══ Exercise input

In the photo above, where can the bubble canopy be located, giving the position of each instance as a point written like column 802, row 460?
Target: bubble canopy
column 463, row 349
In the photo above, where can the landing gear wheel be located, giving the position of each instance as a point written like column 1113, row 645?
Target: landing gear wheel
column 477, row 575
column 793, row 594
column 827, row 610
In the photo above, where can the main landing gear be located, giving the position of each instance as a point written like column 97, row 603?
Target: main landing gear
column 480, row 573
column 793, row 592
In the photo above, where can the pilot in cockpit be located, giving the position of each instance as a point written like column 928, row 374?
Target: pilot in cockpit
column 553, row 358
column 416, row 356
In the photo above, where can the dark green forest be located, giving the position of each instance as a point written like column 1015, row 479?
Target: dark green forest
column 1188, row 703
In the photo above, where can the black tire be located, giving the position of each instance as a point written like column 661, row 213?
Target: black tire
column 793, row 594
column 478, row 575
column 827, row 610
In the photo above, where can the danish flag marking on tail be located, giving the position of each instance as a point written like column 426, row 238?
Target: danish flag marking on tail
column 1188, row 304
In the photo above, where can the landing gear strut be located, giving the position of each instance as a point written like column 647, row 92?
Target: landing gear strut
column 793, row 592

════
══ Exercise input

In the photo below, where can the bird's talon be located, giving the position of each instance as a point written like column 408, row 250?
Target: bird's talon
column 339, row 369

════

[Objective]:
Reproduce, word for word, the stretch of the records from the line containing "In the photo above, where can the danish" through the line containing "column 1188, row 304", including both of those lines and nothing else.

[Result for this exercise]:
In the photo above, where can the danish flag marking on tail be located, giving the position of each instance as a point written like column 426, row 238?
Target: danish flag marking on tail
column 1188, row 304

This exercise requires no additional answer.